● **Information shown**
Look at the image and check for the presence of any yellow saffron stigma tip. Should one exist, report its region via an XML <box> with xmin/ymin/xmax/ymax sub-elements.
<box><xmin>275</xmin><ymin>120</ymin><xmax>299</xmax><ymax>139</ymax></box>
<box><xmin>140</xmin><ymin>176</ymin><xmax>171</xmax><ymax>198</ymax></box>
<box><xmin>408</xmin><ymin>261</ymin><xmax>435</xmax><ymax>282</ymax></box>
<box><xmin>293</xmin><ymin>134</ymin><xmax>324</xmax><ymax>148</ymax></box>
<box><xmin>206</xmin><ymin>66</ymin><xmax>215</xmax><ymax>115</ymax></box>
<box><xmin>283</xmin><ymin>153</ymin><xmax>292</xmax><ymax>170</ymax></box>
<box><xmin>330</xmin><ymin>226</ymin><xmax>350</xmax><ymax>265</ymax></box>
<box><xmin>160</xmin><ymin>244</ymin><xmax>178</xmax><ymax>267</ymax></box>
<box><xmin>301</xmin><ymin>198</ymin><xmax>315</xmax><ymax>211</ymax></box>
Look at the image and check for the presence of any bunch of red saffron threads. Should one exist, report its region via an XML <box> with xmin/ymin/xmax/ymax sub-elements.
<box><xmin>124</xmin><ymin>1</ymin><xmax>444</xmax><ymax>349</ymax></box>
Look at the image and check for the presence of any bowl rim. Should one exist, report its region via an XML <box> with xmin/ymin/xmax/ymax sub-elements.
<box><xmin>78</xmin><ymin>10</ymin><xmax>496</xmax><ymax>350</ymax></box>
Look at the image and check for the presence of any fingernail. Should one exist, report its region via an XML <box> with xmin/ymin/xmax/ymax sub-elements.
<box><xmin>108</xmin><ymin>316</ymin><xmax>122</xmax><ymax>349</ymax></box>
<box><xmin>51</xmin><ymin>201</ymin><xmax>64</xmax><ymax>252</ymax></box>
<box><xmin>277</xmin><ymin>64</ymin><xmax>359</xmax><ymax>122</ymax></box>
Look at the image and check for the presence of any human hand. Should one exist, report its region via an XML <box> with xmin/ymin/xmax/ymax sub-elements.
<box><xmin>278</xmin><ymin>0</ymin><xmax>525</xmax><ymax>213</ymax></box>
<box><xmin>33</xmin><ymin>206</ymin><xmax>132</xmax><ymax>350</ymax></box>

● **Problem statement**
Rewrite every line of the entries above, changing "Should one exist" to "If one is present" and leaving everything else as it is.

● **Exercise result**
Look at the image and check for the presence of any yellow saffron stigma tip. If one is present, report its region via an XML <box> with xmin/ymin/xmax/ymax sub-elements.
<box><xmin>275</xmin><ymin>120</ymin><xmax>299</xmax><ymax>139</ymax></box>
<box><xmin>140</xmin><ymin>176</ymin><xmax>171</xmax><ymax>198</ymax></box>
<box><xmin>408</xmin><ymin>261</ymin><xmax>435</xmax><ymax>282</ymax></box>
<box><xmin>293</xmin><ymin>134</ymin><xmax>324</xmax><ymax>148</ymax></box>
<box><xmin>206</xmin><ymin>66</ymin><xmax>215</xmax><ymax>115</ymax></box>
<box><xmin>283</xmin><ymin>153</ymin><xmax>292</xmax><ymax>170</ymax></box>
<box><xmin>330</xmin><ymin>226</ymin><xmax>350</xmax><ymax>265</ymax></box>
<box><xmin>160</xmin><ymin>244</ymin><xmax>178</xmax><ymax>267</ymax></box>
<box><xmin>301</xmin><ymin>198</ymin><xmax>315</xmax><ymax>211</ymax></box>
Look at the image and check for the presence of any bunch of red saffron threads. If one is present, report its region via an XML <box> with xmin/ymin/xmax/ymax sub-elements.
<box><xmin>124</xmin><ymin>1</ymin><xmax>444</xmax><ymax>349</ymax></box>
Look at the image and check for the presence of any bowl rim. If one is present, report its region via an XML <box> with xmin/ymin/xmax/ymax sub-elements.
<box><xmin>78</xmin><ymin>10</ymin><xmax>496</xmax><ymax>350</ymax></box>
Look at the image and check for the presence of any fingernail. If one is present, report its region via an XML <box> with xmin/ymin/xmax/ymax sub-elements.
<box><xmin>108</xmin><ymin>316</ymin><xmax>122</xmax><ymax>349</ymax></box>
<box><xmin>51</xmin><ymin>201</ymin><xmax>64</xmax><ymax>252</ymax></box>
<box><xmin>277</xmin><ymin>64</ymin><xmax>359</xmax><ymax>122</ymax></box>
Look at the image and check for the presence of any human hand. If one is present, report its region via an XML <box> with xmin/ymin/xmax/ymax sub-elements.
<box><xmin>278</xmin><ymin>0</ymin><xmax>525</xmax><ymax>213</ymax></box>
<box><xmin>33</xmin><ymin>206</ymin><xmax>132</xmax><ymax>350</ymax></box>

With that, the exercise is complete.